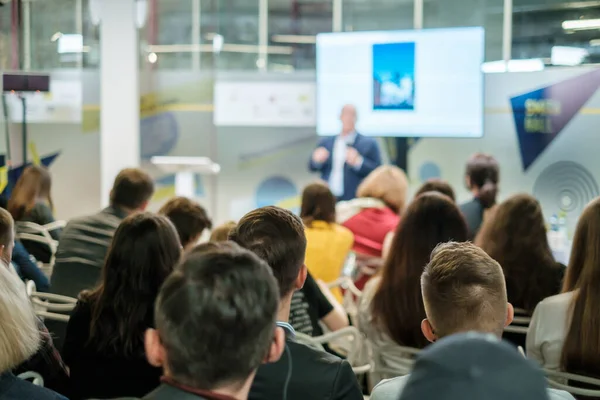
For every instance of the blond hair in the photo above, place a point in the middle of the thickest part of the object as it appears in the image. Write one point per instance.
(19, 334)
(387, 183)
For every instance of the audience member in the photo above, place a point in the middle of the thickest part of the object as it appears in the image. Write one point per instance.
(437, 185)
(463, 291)
(21, 260)
(189, 217)
(564, 333)
(31, 201)
(375, 213)
(236, 292)
(84, 242)
(104, 341)
(391, 308)
(327, 243)
(221, 232)
(515, 236)
(277, 236)
(19, 340)
(314, 305)
(476, 366)
(481, 177)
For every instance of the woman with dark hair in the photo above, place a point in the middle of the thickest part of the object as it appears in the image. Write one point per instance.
(31, 201)
(391, 308)
(515, 236)
(328, 243)
(565, 329)
(482, 176)
(437, 185)
(104, 345)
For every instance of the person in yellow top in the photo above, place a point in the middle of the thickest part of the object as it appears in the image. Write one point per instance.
(328, 243)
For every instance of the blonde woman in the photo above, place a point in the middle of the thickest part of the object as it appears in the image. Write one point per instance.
(374, 213)
(19, 339)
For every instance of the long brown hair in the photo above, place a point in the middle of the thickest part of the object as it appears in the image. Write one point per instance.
(397, 306)
(514, 234)
(144, 251)
(318, 204)
(34, 184)
(483, 172)
(581, 349)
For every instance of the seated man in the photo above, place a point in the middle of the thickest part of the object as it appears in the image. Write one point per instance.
(189, 217)
(474, 366)
(215, 324)
(277, 236)
(463, 290)
(84, 241)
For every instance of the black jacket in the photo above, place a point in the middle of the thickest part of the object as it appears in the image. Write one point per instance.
(315, 375)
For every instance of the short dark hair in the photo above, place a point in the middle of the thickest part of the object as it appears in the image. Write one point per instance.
(216, 315)
(277, 236)
(7, 227)
(464, 290)
(436, 185)
(318, 204)
(131, 189)
(189, 217)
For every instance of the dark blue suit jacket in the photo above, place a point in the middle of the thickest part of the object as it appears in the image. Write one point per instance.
(368, 149)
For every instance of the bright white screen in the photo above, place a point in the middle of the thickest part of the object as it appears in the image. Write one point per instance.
(403, 83)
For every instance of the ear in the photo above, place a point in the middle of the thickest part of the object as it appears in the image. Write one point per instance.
(277, 346)
(155, 352)
(301, 277)
(510, 314)
(427, 330)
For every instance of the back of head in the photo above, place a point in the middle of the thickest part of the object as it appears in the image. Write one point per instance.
(474, 366)
(34, 184)
(429, 220)
(514, 234)
(318, 204)
(581, 349)
(216, 316)
(19, 335)
(483, 172)
(277, 236)
(387, 183)
(437, 185)
(144, 251)
(132, 189)
(189, 217)
(221, 232)
(464, 290)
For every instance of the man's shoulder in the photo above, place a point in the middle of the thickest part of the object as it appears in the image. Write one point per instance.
(389, 388)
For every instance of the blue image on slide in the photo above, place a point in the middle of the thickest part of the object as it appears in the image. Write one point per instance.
(394, 76)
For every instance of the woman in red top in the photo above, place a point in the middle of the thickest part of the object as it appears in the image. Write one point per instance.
(373, 214)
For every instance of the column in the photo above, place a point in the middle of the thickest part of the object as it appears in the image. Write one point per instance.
(119, 91)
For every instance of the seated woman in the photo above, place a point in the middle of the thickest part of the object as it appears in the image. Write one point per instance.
(104, 344)
(564, 331)
(481, 177)
(515, 236)
(19, 340)
(327, 243)
(30, 201)
(391, 309)
(373, 214)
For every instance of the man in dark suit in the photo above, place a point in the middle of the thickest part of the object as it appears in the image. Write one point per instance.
(345, 160)
(215, 324)
(277, 236)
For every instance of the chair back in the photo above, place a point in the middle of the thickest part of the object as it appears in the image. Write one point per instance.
(564, 381)
(33, 377)
(520, 323)
(348, 340)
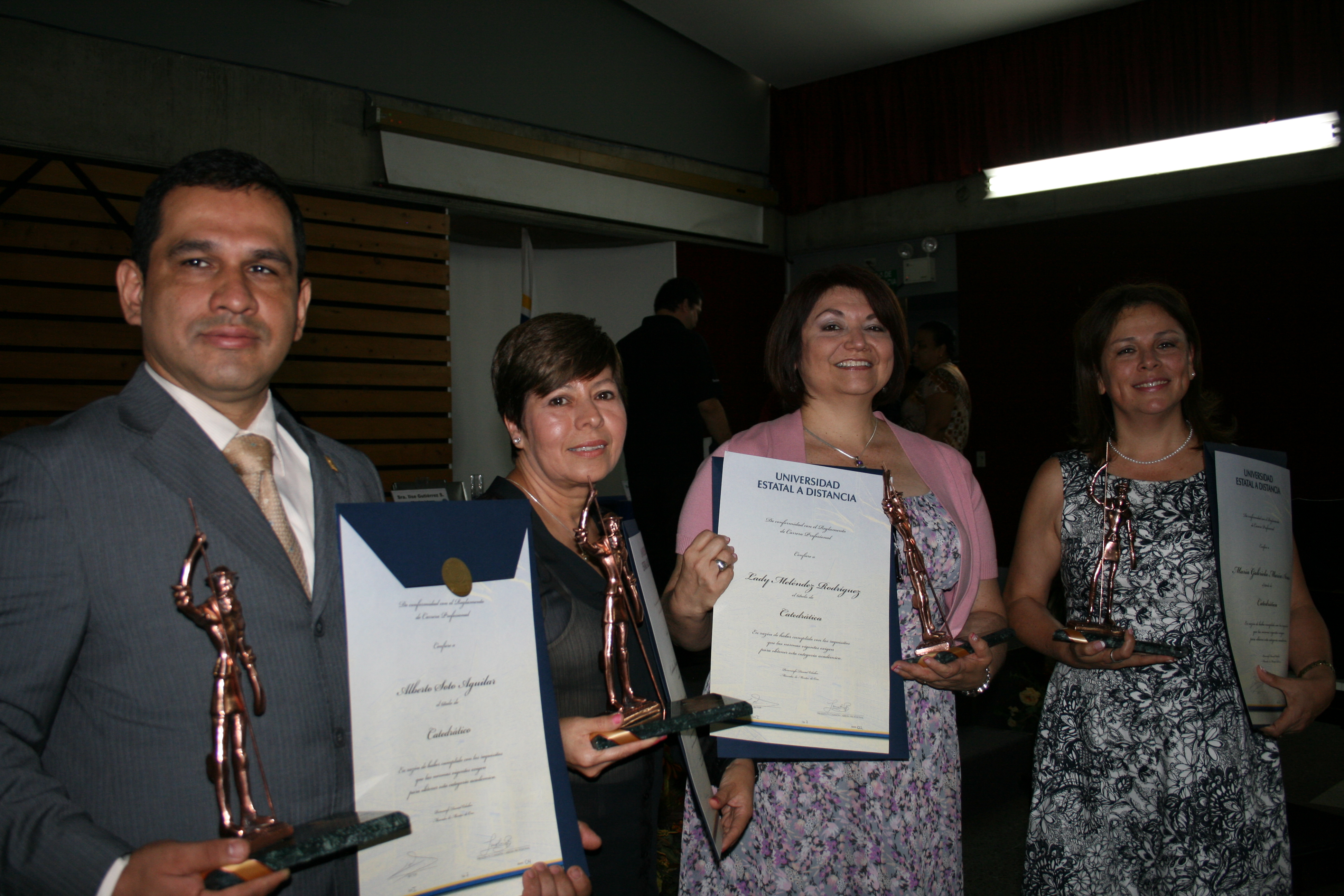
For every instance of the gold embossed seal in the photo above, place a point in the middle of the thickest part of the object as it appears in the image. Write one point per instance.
(457, 577)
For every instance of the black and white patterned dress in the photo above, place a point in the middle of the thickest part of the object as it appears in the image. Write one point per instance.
(1150, 781)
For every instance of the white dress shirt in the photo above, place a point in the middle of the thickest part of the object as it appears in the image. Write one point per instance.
(293, 477)
(293, 482)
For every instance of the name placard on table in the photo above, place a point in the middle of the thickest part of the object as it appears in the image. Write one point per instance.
(1252, 511)
(452, 707)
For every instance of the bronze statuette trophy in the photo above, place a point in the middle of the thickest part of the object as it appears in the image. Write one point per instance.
(623, 614)
(229, 767)
(1117, 530)
(936, 640)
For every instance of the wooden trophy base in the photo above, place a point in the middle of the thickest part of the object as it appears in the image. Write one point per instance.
(1080, 632)
(683, 715)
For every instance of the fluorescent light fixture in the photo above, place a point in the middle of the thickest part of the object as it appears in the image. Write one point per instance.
(1160, 156)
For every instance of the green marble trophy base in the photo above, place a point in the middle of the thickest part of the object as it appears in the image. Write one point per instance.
(314, 841)
(683, 715)
(1085, 635)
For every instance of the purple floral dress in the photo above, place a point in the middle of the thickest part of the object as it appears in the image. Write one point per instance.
(843, 828)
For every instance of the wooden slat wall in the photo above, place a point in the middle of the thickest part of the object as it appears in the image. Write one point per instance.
(373, 368)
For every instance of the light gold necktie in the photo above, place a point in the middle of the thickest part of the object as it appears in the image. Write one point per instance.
(252, 457)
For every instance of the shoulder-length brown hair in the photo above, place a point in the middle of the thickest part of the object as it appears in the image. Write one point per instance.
(784, 344)
(1096, 417)
(545, 354)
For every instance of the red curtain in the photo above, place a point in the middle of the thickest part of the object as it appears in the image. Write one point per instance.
(1144, 72)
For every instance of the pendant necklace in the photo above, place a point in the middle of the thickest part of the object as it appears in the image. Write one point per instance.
(852, 457)
(1188, 437)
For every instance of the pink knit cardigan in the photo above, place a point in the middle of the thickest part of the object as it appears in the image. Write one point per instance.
(941, 467)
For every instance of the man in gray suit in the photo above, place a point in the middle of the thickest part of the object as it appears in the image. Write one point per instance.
(104, 685)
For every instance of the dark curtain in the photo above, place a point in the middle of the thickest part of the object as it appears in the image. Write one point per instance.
(1146, 72)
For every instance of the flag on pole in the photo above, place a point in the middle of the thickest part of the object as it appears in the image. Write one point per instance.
(528, 277)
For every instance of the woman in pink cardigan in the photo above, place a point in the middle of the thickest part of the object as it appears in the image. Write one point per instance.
(837, 347)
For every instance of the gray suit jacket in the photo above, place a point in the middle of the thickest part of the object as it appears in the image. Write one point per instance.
(105, 687)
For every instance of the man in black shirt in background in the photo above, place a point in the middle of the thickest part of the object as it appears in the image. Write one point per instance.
(674, 405)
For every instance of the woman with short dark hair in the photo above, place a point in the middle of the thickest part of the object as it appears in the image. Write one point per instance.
(838, 346)
(560, 390)
(1150, 778)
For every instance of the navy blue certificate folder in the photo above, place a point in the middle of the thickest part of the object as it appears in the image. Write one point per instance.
(898, 742)
(413, 541)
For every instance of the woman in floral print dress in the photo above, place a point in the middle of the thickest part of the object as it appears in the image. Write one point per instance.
(1150, 780)
(850, 827)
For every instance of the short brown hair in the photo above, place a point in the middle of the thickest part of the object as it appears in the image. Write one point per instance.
(784, 344)
(1096, 417)
(546, 353)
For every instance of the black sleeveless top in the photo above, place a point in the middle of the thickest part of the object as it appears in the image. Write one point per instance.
(622, 805)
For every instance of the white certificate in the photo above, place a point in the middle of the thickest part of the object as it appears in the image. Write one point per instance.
(448, 725)
(803, 632)
(1254, 524)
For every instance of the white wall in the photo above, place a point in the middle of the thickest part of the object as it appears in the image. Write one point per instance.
(613, 285)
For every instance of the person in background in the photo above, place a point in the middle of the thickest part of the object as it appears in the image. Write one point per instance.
(674, 403)
(876, 827)
(1150, 778)
(940, 405)
(560, 390)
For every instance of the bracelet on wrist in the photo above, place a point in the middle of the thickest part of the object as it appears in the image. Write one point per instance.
(1319, 663)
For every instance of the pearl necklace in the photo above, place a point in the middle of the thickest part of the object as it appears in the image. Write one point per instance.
(1188, 437)
(855, 459)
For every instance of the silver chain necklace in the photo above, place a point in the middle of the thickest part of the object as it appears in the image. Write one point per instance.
(852, 457)
(1188, 437)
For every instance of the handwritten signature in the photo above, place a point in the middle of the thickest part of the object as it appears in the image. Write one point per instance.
(498, 846)
(416, 866)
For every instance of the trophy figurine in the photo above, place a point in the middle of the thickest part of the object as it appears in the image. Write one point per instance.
(1117, 530)
(936, 637)
(623, 614)
(275, 844)
(937, 641)
(222, 618)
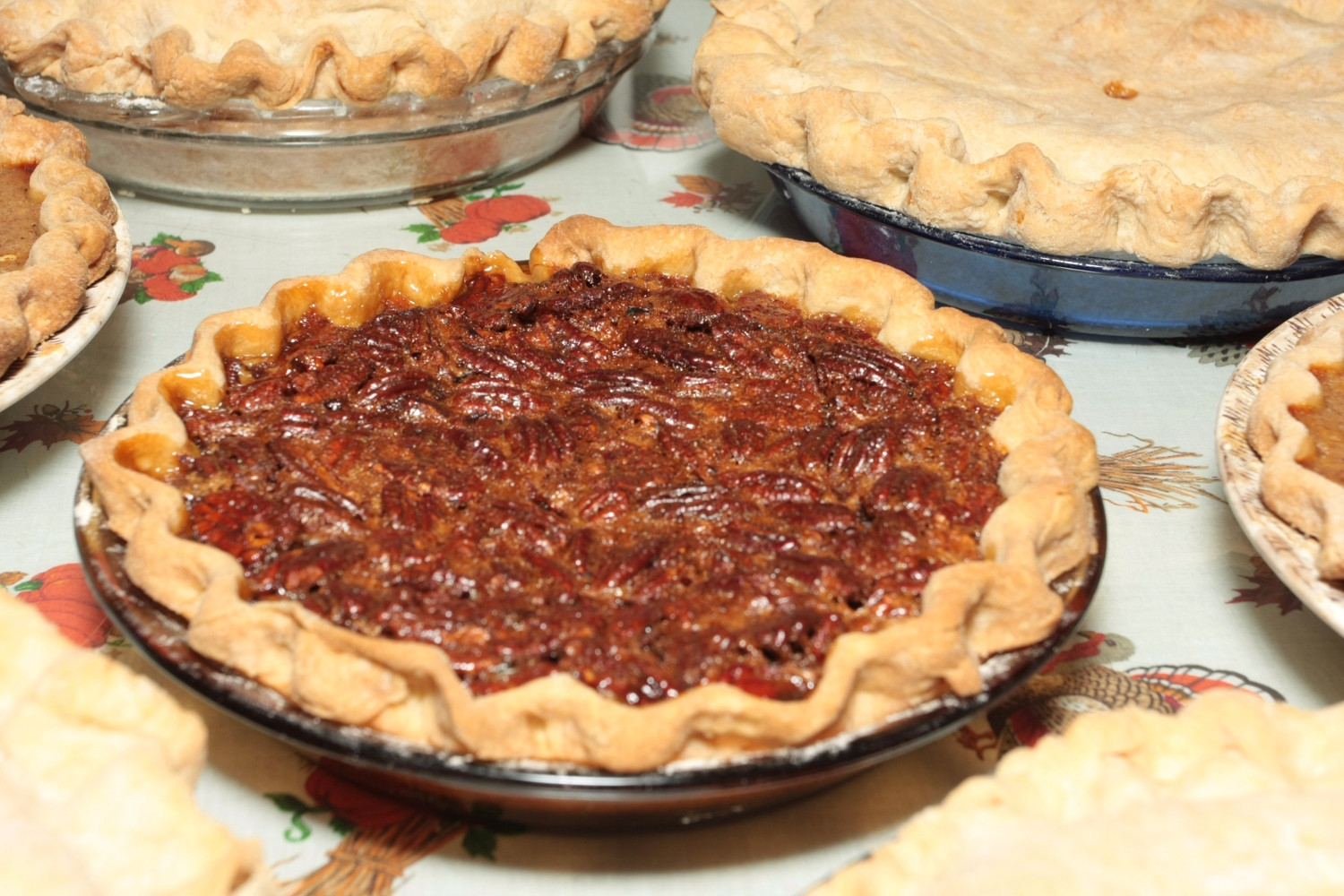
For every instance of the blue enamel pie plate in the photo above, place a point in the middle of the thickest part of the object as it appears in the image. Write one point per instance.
(1081, 293)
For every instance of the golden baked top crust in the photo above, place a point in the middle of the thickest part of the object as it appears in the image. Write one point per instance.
(1245, 791)
(97, 766)
(77, 244)
(1301, 495)
(969, 610)
(198, 56)
(1171, 131)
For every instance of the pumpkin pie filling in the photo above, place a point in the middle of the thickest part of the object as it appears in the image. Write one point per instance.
(625, 479)
(1325, 424)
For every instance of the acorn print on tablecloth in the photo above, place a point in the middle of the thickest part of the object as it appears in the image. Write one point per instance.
(168, 269)
(476, 218)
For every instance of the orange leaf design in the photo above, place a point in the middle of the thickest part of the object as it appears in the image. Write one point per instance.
(701, 185)
(683, 199)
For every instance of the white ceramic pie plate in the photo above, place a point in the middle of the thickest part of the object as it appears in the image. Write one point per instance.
(56, 352)
(324, 153)
(1288, 551)
(535, 793)
(1081, 293)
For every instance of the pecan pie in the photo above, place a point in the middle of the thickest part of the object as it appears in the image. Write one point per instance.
(1174, 132)
(97, 764)
(1246, 793)
(1297, 427)
(660, 495)
(56, 233)
(196, 56)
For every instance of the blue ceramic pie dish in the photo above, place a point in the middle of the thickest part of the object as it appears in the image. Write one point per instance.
(1081, 293)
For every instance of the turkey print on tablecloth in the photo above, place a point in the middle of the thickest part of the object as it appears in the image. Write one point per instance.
(460, 220)
(168, 269)
(381, 837)
(1081, 680)
(1153, 477)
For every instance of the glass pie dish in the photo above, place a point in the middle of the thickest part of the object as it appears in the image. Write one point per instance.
(1081, 293)
(538, 793)
(325, 153)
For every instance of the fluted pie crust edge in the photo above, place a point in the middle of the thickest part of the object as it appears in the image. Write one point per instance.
(1305, 498)
(97, 769)
(1246, 790)
(276, 56)
(77, 245)
(970, 610)
(1070, 126)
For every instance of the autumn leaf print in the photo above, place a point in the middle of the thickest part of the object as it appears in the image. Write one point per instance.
(50, 425)
(1153, 477)
(1266, 590)
(706, 194)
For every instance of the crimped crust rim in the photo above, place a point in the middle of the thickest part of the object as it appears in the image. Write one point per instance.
(78, 242)
(77, 51)
(1305, 498)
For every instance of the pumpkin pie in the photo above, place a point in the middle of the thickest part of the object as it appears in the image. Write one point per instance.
(274, 56)
(97, 766)
(658, 495)
(1172, 132)
(1296, 425)
(56, 231)
(1244, 791)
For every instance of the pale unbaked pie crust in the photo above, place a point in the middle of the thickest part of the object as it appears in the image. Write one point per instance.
(97, 767)
(75, 244)
(198, 56)
(1234, 796)
(970, 610)
(1168, 131)
(1309, 501)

┄┄┄┄┄┄┄┄┄┄

The task | Reproduce the listing verbatim, beginning with the line that contains "For every instance of the autumn" and continuing through the end of the listing.

Correct response |
For every instance of the autumn leaf print in the photo above, place a point in the middle of the thickest part of the object as it appears in the image. Write one point per instance.
(50, 425)
(1153, 477)
(1266, 590)
(706, 194)
For every instance of the crimped crust rim in the photo above, place a point in the middle of the thickest part of the object as it appears in the image. Write one point per instance.
(78, 242)
(77, 51)
(1305, 498)
For every instance of the pumpkin pie in the photo above, place a point in the middle of the thickest part of the object as it appears in the image. Write one point per instance.
(274, 56)
(97, 766)
(658, 495)
(1172, 132)
(1296, 425)
(56, 231)
(1244, 791)
For every instance of the pale unbaked pie crust in the photo above, place a point in the middle of the thickest part of the object as it appears in the image. Write one point per instance.
(97, 767)
(75, 244)
(198, 56)
(1234, 796)
(970, 610)
(1168, 131)
(1309, 501)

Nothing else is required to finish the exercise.